** Task inputs follows **
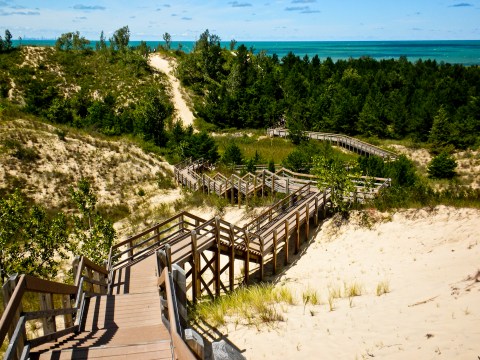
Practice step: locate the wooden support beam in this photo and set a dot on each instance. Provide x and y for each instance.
(239, 192)
(8, 290)
(307, 221)
(66, 304)
(324, 204)
(263, 183)
(196, 285)
(286, 241)
(246, 192)
(273, 185)
(262, 264)
(247, 258)
(217, 257)
(46, 303)
(275, 251)
(297, 227)
(231, 270)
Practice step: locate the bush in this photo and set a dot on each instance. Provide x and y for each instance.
(442, 166)
(233, 155)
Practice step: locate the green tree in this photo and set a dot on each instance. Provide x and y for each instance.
(440, 134)
(120, 39)
(92, 234)
(31, 242)
(232, 155)
(168, 40)
(200, 146)
(332, 174)
(151, 115)
(442, 166)
(298, 161)
(271, 166)
(8, 40)
(101, 45)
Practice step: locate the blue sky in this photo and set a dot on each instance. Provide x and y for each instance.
(246, 20)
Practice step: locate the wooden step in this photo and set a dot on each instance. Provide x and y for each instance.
(145, 351)
(122, 311)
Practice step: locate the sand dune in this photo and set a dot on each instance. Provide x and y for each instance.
(429, 258)
(182, 110)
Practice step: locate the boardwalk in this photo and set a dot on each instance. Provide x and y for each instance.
(116, 311)
(344, 141)
(127, 324)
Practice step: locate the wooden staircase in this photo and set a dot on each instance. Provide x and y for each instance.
(125, 325)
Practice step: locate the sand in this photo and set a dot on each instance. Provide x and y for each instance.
(429, 258)
(182, 110)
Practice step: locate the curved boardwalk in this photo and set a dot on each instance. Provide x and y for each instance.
(119, 313)
(344, 141)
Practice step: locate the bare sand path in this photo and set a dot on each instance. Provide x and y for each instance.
(182, 110)
(431, 261)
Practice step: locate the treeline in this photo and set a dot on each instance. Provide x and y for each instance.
(111, 90)
(425, 100)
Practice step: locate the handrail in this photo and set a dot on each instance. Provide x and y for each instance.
(374, 150)
(279, 204)
(180, 348)
(27, 283)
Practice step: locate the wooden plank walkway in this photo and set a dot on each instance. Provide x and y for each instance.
(124, 325)
(345, 141)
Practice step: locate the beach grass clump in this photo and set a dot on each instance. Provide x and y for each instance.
(352, 290)
(253, 305)
(310, 296)
(383, 287)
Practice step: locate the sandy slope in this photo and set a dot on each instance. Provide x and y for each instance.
(181, 107)
(430, 259)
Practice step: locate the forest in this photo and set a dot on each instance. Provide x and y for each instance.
(425, 101)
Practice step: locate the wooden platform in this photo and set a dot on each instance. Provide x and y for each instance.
(124, 325)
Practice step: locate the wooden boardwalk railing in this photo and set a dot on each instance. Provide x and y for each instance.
(115, 310)
(345, 141)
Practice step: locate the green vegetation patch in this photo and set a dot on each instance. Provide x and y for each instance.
(253, 305)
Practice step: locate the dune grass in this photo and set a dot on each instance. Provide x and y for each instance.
(252, 306)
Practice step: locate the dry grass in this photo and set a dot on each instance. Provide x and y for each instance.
(252, 306)
(44, 164)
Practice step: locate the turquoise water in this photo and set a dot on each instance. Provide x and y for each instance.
(466, 52)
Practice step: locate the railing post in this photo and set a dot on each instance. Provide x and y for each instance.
(286, 241)
(246, 192)
(307, 221)
(274, 251)
(66, 304)
(324, 203)
(273, 185)
(297, 225)
(217, 256)
(247, 257)
(263, 183)
(196, 289)
(231, 263)
(130, 249)
(46, 303)
(8, 289)
(262, 264)
(239, 192)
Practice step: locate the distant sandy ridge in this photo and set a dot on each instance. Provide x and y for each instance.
(182, 110)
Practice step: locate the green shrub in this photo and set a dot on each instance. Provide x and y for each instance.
(442, 166)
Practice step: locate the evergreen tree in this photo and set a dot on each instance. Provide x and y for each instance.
(92, 234)
(442, 166)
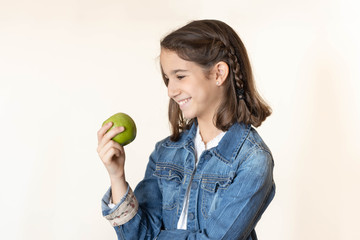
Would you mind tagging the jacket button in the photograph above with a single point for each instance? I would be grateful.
(207, 156)
(194, 185)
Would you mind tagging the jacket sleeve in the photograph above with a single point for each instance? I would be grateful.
(147, 221)
(249, 195)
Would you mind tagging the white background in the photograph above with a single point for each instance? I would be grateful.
(65, 66)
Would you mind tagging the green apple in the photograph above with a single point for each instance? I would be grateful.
(124, 120)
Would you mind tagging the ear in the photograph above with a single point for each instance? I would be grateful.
(221, 72)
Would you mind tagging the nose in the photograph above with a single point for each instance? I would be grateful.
(173, 89)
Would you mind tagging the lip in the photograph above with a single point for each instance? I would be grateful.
(183, 102)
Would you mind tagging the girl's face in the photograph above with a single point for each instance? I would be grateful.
(197, 96)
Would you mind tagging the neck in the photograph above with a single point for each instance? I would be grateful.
(208, 131)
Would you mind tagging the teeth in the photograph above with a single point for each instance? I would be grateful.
(182, 102)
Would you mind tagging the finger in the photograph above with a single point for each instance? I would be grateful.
(110, 154)
(108, 145)
(103, 130)
(110, 135)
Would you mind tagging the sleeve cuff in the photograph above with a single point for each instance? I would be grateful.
(124, 210)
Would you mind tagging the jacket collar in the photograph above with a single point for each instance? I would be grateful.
(227, 149)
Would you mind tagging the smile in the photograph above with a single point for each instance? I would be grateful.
(182, 102)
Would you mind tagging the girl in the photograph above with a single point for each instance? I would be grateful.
(213, 177)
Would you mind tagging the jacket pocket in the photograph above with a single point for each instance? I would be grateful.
(212, 189)
(170, 178)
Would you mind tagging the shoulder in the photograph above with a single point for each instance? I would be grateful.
(255, 154)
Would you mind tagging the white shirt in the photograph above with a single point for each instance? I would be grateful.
(199, 148)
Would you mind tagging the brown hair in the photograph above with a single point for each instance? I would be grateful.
(207, 42)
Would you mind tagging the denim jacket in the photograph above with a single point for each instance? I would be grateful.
(230, 189)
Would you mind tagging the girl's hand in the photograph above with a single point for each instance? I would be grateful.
(111, 153)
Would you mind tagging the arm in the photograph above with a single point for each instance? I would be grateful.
(145, 222)
(247, 198)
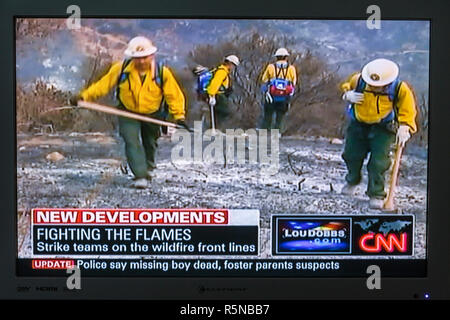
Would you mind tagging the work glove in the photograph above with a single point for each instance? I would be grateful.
(183, 124)
(73, 100)
(212, 101)
(268, 97)
(353, 97)
(403, 135)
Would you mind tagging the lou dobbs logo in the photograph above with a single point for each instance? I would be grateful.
(312, 235)
(384, 235)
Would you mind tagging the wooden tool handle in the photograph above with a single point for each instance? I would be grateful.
(389, 205)
(123, 113)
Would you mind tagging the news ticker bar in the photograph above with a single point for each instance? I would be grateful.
(221, 267)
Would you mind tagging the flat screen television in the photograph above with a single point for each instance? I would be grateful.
(206, 152)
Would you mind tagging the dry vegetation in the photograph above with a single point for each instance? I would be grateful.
(316, 109)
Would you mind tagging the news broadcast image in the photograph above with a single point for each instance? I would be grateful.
(221, 147)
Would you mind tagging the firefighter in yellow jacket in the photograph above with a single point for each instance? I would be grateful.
(382, 110)
(143, 87)
(279, 80)
(220, 88)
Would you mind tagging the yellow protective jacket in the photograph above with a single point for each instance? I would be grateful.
(269, 73)
(144, 98)
(220, 81)
(376, 106)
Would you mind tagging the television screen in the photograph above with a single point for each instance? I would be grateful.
(183, 147)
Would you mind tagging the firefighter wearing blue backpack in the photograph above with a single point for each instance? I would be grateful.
(382, 111)
(145, 87)
(279, 80)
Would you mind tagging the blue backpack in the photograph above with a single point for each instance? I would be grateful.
(392, 92)
(280, 88)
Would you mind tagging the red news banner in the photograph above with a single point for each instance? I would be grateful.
(136, 232)
(124, 216)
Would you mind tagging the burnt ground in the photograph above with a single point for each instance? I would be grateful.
(309, 181)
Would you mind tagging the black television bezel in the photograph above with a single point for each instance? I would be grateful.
(436, 283)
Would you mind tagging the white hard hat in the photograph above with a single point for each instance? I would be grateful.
(140, 47)
(281, 52)
(380, 72)
(233, 59)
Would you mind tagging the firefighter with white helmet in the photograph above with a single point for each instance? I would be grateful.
(279, 80)
(220, 87)
(143, 86)
(382, 110)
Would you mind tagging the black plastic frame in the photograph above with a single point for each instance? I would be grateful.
(437, 282)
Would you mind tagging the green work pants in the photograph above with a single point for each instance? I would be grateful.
(221, 109)
(362, 139)
(140, 144)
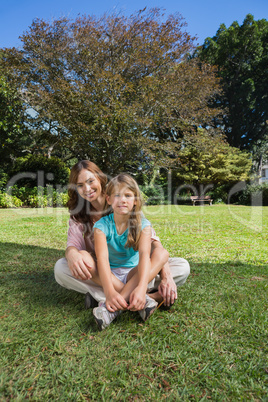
** End of Task inputs **
**Task directions:** Repeat word for word, and nothing more, the lines between the line containing "Would you mind tagging the burnt" and the last line of the records above, inclusive, without pictures.

**Result:**
Would you mind tagging the burnt ground in the photograph above with a single point for each instance? I would be grateful.
(309, 181)
Would you mind tagging the black television bezel in the photograph above with a single point for each instance? I would be grateful.
(436, 283)
Would you mind tagging the white hard hat in the photograph above with a single point for each instance? I would be grateful.
(140, 47)
(281, 52)
(380, 72)
(233, 59)
Would you mind tagging the firefighter with white helmet in the photograph above with a single point for each instance? I would be grateful.
(279, 80)
(220, 87)
(143, 86)
(382, 110)
Would you mind tagging the black plastic frame in the photograph above with a single point for each instance? I would be grateful.
(437, 282)
Would you mind tagging the green work pants in the photograph above with a single point for each instance? I would be grateful.
(221, 109)
(362, 139)
(140, 144)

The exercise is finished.